Problem to solve →
Set every line of the listing down again, keeping it identical.

Input →
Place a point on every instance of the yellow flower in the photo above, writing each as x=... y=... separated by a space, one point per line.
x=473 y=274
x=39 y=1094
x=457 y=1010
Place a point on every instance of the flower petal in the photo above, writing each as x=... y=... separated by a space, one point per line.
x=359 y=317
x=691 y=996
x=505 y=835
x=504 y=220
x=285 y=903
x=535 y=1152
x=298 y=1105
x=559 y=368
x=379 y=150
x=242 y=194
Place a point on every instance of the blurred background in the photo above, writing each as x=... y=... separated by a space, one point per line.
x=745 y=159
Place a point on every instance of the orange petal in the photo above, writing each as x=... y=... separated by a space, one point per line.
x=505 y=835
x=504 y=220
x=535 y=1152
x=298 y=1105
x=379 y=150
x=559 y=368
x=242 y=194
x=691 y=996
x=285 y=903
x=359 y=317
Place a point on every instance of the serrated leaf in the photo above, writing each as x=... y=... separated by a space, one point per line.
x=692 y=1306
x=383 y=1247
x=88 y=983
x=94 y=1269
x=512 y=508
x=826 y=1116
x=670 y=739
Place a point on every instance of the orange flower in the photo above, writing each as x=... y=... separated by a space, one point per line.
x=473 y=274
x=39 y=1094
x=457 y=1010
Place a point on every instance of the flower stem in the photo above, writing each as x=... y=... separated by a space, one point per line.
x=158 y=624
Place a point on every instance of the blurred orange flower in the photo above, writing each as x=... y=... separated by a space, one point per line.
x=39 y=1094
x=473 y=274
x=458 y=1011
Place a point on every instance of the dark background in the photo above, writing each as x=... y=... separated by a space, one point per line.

Solution below →
Place a point on every instance of the yellow flower in the photo above, writing each as x=... y=... separated by a space, one point per line.
x=473 y=274
x=39 y=1094
x=457 y=1010
Place a point on every instance of the flower petal in the photo above, writing each as x=... y=... separated by a space, one point per line.
x=359 y=317
x=691 y=996
x=505 y=835
x=504 y=220
x=285 y=903
x=535 y=1152
x=298 y=1105
x=559 y=368
x=379 y=150
x=242 y=194
Place a point on every instance of the blurred background in the photo above, writing each as x=... y=... separated by a space, one point per line.
x=745 y=159
Place a point on every instance of the orange petal in the photo above, writing each as x=... y=... separated by a space, one point per line.
x=505 y=835
x=504 y=220
x=535 y=1152
x=298 y=1105
x=379 y=150
x=559 y=368
x=242 y=194
x=691 y=996
x=285 y=903
x=359 y=317
Place a point on every instance of the serrated leaf in the photo above, writing each as x=... y=... separated by a space, one point per line.
x=692 y=1306
x=383 y=1247
x=88 y=983
x=94 y=1269
x=512 y=508
x=826 y=1116
x=670 y=739
Place a point on every instance of the orange flower in the photo above, writing each as x=... y=... separated by a space, one point per line.
x=473 y=274
x=39 y=1094
x=457 y=1010
Place a point on every instance of the flower stem in the photo above, writing each as x=... y=... separated by a space, one point per line.
x=158 y=624
Place a point on every instance of the blurred orange flower in the photo above, writing each as x=... y=... separated by a space, one point per line.
x=39 y=1094
x=473 y=274
x=458 y=1011
Place a point on every instance of the dark background in the photo above, writing each as x=... y=... separated by a space, one point per line.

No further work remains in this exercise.